Stored records
━━━━━━

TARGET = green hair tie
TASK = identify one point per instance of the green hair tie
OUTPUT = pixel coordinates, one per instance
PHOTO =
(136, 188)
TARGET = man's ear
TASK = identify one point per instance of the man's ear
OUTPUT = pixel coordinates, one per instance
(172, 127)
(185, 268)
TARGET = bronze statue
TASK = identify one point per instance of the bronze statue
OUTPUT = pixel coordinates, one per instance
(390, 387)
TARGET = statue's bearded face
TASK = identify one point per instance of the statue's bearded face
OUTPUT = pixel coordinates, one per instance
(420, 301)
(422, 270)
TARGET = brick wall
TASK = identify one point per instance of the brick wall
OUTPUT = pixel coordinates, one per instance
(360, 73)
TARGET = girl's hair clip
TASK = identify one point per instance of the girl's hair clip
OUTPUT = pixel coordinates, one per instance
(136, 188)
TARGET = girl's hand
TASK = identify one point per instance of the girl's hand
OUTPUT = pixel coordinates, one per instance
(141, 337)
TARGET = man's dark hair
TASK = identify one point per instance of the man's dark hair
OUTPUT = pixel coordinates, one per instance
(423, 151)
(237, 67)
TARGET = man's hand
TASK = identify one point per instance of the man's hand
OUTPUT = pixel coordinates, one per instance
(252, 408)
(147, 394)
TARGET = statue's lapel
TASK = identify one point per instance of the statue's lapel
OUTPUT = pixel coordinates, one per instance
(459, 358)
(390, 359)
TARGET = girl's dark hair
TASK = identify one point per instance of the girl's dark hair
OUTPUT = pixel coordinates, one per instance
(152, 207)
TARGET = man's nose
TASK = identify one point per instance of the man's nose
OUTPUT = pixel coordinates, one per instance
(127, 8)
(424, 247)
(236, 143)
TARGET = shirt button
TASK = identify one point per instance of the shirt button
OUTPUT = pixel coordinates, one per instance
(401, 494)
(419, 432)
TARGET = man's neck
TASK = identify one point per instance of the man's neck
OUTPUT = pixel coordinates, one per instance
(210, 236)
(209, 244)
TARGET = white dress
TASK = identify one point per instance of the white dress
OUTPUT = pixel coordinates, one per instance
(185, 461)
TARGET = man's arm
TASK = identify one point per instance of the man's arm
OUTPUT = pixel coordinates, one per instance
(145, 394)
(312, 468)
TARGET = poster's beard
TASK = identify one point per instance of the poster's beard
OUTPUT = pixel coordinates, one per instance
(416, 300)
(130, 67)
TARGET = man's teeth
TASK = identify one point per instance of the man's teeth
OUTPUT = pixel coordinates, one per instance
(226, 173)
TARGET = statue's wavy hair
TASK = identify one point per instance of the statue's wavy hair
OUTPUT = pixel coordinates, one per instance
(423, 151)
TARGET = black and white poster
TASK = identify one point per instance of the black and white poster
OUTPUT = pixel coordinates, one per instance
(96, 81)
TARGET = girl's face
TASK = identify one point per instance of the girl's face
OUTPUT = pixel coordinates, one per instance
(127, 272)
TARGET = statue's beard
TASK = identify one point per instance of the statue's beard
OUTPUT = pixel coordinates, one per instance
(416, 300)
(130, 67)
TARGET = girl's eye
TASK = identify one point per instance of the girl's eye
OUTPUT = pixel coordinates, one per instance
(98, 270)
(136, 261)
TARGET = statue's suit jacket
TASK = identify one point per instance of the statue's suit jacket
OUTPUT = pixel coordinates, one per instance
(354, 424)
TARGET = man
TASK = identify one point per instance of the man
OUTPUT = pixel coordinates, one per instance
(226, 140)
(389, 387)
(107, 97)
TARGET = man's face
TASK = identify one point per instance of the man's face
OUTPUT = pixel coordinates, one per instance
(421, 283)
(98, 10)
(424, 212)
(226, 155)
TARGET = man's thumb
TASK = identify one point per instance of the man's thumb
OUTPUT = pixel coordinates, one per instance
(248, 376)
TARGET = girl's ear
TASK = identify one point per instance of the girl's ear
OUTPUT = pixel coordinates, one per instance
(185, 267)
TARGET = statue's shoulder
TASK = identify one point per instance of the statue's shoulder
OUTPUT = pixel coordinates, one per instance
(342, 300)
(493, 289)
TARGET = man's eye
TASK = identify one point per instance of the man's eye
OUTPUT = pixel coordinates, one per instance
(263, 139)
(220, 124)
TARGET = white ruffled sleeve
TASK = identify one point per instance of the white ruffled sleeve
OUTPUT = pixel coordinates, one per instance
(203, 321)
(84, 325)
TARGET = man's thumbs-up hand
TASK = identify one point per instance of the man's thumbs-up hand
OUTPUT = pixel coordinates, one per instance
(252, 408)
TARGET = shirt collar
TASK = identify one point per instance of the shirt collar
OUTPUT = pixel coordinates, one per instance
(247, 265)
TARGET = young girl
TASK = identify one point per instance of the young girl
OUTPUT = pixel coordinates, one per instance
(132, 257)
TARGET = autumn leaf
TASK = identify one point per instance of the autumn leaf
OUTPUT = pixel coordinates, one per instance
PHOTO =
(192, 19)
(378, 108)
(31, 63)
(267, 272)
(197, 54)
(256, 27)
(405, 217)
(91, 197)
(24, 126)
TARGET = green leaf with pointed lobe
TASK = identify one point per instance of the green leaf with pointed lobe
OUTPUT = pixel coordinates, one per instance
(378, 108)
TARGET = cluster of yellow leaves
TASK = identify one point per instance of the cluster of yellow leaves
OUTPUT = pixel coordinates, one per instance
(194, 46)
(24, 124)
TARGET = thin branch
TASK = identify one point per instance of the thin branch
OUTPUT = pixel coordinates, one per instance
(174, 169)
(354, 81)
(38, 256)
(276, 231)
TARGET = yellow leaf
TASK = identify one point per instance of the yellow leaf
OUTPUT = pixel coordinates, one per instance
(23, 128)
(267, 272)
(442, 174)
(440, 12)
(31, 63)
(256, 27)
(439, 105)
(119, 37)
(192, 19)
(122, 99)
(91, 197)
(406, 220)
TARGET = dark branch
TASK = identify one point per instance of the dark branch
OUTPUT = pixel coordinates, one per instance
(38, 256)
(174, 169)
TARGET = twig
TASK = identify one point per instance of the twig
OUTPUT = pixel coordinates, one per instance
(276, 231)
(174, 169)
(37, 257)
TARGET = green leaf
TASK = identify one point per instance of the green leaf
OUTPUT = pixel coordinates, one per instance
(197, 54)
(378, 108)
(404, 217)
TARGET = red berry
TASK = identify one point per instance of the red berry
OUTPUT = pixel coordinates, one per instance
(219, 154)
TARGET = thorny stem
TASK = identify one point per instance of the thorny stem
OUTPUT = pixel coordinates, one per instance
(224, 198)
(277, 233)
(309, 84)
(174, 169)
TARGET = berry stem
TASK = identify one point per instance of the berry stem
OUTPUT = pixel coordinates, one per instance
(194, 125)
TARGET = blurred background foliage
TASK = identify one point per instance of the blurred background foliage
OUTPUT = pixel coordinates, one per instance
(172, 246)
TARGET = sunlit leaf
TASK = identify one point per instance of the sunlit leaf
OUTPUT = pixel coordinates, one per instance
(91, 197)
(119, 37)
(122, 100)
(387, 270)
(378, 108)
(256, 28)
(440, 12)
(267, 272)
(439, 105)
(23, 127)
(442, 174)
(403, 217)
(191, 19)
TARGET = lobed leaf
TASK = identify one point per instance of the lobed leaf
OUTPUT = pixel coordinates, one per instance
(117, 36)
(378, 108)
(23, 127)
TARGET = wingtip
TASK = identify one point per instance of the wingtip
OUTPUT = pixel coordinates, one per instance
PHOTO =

━━━━━━

» TASK DIRECTIONS
Transcribe each entry exactly as it appears.

» EXERCISE SOLUTION
TARGET = green hair tie
TASK = identify one point per instance of the green hair tie
OUTPUT = pixel coordinates, one per instance
PHOTO =
(136, 188)
TARGET = man's ear
TASK = identify one point per instance of the man's ear
OUTPUT = pixel coordinates, one per instance
(172, 127)
(185, 268)
TARGET = bronze statue
TASK = identify one point per instance of the bronze statue
OUTPUT = pixel coordinates, one per instance
(390, 387)
TARGET = statue's bearded face
TASK = identify one point per instance of the statue's bearded face
OUTPUT = pixel coordinates, one per instance
(420, 301)
(422, 270)
TARGET = brick wall
TASK = identify one point per instance of the brick wall
OUTPUT = pixel coordinates, one per instance
(360, 73)
TARGET = girl's hair clip
TASK = identify one point per instance of the girl's hair clip
OUTPUT = pixel coordinates, one per instance
(136, 188)
TARGET = girl's hand
TASK = identify one point per instance of the girl's hand
OUTPUT = pixel coordinates, one per instance
(141, 337)
TARGET = man's dark hair
TASK = identify one point per instance of the man's dark hair
OUTPUT = pixel coordinates, one per instance
(423, 151)
(237, 67)
TARGET = man's hand
TASK = identify one point per instance of the man's hand
OUTPUT = pixel coordinates, one per instance
(252, 408)
(147, 394)
TARGET = statue's lapel
TASK = identify one point per instance of the statue's lapel
OUTPUT = pixel coordinates, one per instance
(459, 358)
(390, 359)
TARGET = girl's dark hair
TASK = identify one point per instance of the girl's dark hair
OUTPUT = pixel coordinates, one per instance
(152, 207)
TARGET = man's nose
TASK = identify one point per instance of the man's nose
OUTPUT = pixel coordinates, one per instance
(127, 8)
(424, 247)
(236, 143)
TARGET = shirt button
TASK = identify one point per instance of the shirt button
OUTPUT = pixel coordinates, one per instance
(401, 494)
(419, 432)
TARGET = man's neck
TASK = identify one point per instance of the man's neck
OUTPUT = pixel coordinates, one per instance
(210, 236)
(209, 244)
TARGET = white dress
TASK = identify one point per instance of the white dress
OUTPUT = pixel coordinates, one per instance
(185, 461)
TARGET = man's arm
TASK = identify one point per instance of the man's arm
OUTPUT = pixel coordinates, one per instance
(145, 394)
(312, 468)
TARGET = poster's beard
TASK = identify one point per instance of the poster's beard
OUTPUT = pixel coordinates, one per instance
(416, 300)
(130, 67)
TARGET = man's teeth
TASK = identify one point per instance of the man's teeth
OUTPUT = pixel coordinates, one per instance
(226, 173)
TARGET = statue's wavy hair
TASK = identify one point per instance of the statue's wavy hair
OUTPUT = pixel coordinates, one per instance
(423, 151)
TARGET = black and white poster
TASK = identify one point per instance of the black and white poster
OUTPUT = pixel coordinates, one per instance
(96, 81)
TARGET = girl's face
TASK = identify one point per instance of the girl's face
OUTPUT = pixel coordinates, one per instance
(127, 272)
TARGET = statue's beard
TASK = identify one point per instance of the statue's beard
OUTPUT = pixel coordinates, one per instance
(416, 300)
(130, 67)
TARGET = girl's eye
TASK = identify one point per instance of the girl's eye
OUTPUT = pixel coordinates, one per instance
(98, 270)
(136, 261)
TARGET = statue's suit jacket
TASK = identify one point per instance of the statue's suit jacket
OUTPUT = pixel coordinates, one per instance
(354, 424)
TARGET = man
TASK = identify one point per instance of the man
OUTPUT = pixel coordinates, one per instance
(226, 140)
(389, 387)
(107, 97)
TARGET = man's face
TASK = identify one point per instance of the man's face
OUTPUT = pixel coordinates, one per instance
(421, 283)
(98, 10)
(424, 212)
(226, 155)
TARGET = man's thumb
TASK = identify one point per instance of the man's thumb
OUTPUT = pixel coordinates, one per instance
(248, 376)
TARGET = girl's ear
TASK = identify one point per instance of the girl's ear
OUTPUT = pixel coordinates, one per instance
(185, 267)
TARGET = statue's shoulder
TASK = identify one point per instance of the statue's shoulder
OUTPUT = pixel coordinates, one per instance
(342, 300)
(493, 289)
TARGET = man's eye
TASK = identify one point per instance of the man's eye
OUTPUT = pixel coordinates, one per instance
(263, 139)
(220, 124)
TARGET = white ruffled sleeve
TASK = identify one point per instance of the white ruffled sleeve
OUTPUT = pixel coordinates, one per instance
(203, 321)
(84, 325)
TARGET = man's thumbs-up hand
TASK = identify one point per instance of the man's thumbs-up hand
OUTPUT = pixel coordinates, one per instance
(252, 408)
TARGET = shirt collar
TASK = identify one point per instance of the shirt collar
OUTPUT = pixel coordinates, one per instance
(247, 265)
TARGET = young girl
TASK = identify one point per instance of the young girl
OUTPUT = pixel coordinates, one per instance
(132, 257)
TARGET = autumn leaf
TASK = identify one point per instance of the autumn leaf
OUTPUT = pixel coordinates, one per instance
PHOTO =
(192, 19)
(378, 108)
(31, 63)
(267, 272)
(197, 54)
(256, 27)
(405, 217)
(91, 197)
(24, 126)
TARGET = green leaf with pointed lobe
TASK = identify one point per instance of the green leaf with pointed lobe
OUTPUT = pixel coordinates, one per instance
(378, 108)
TARGET = cluster of yellow leaves
TASK = identify one point per instance of the cluster of yellow leaves
OUTPUT = pixel coordinates, one per instance
(194, 46)
(24, 124)
TARGET = thin branch
TASK = identify one point per instance of the thin branch
OUTPUT = pixel coordinates, one per instance
(174, 169)
(354, 81)
(38, 256)
(276, 231)
TARGET = yellow leaf
TASK = identify one point per instance of the yellow leaf
OUTPUT = pixel coordinates, one per instance
(23, 128)
(267, 272)
(442, 174)
(440, 12)
(31, 63)
(256, 27)
(439, 105)
(119, 37)
(192, 19)
(122, 99)
(91, 197)
(406, 220)
TARGET = dark branch
TASK = identify one point per instance of the dark branch
OUTPUT = pixel coordinates, one per instance
(38, 256)
(174, 169)
TARGET = twig
TASK = identify one point per instance of the twig
OUTPUT = pixel coordinates, one per instance
(276, 231)
(174, 169)
(37, 257)
TARGET = green leaf
TASK = identify one point per instance of the green leaf
OUTPUT = pixel coordinates, one per instance
(197, 54)
(378, 108)
(404, 217)
TARGET = red berry
TASK = identify one point per instance of the red berry
OUTPUT = pixel coordinates, one per instance
(219, 154)
TARGET = thorny stem
TASK = identify one point per instance of the thorny stem
OUTPUT = pixel coordinates, one per instance
(224, 198)
(277, 233)
(309, 84)
(174, 169)
TARGET = berry stem
TASK = identify one point per instance of the berry stem
OUTPUT = pixel coordinates, one per instance
(194, 125)
TARGET = blurred background foliage
TASK = identify one point per instance of the blurred background foliage
OUTPUT = pixel coordinates, one per instance
(172, 246)
TARGET = sunlit leaf
TASK = identify one point per instance of the sunlit leaf
OUTPUT = pixel coordinates, one per instance
(91, 197)
(119, 37)
(122, 100)
(387, 270)
(378, 108)
(256, 28)
(440, 12)
(267, 272)
(439, 105)
(23, 127)
(442, 174)
(403, 217)
(191, 19)
TARGET = lobed leaf
TASK = identify one point per instance of the lobed leaf
OUTPUT = pixel coordinates, one per instance
(117, 36)
(378, 108)
(23, 127)
TARGET = wingtip
TASK = identify one point per instance of the wingtip
OUTPUT = pixel coordinates, one per instance
PHOTO =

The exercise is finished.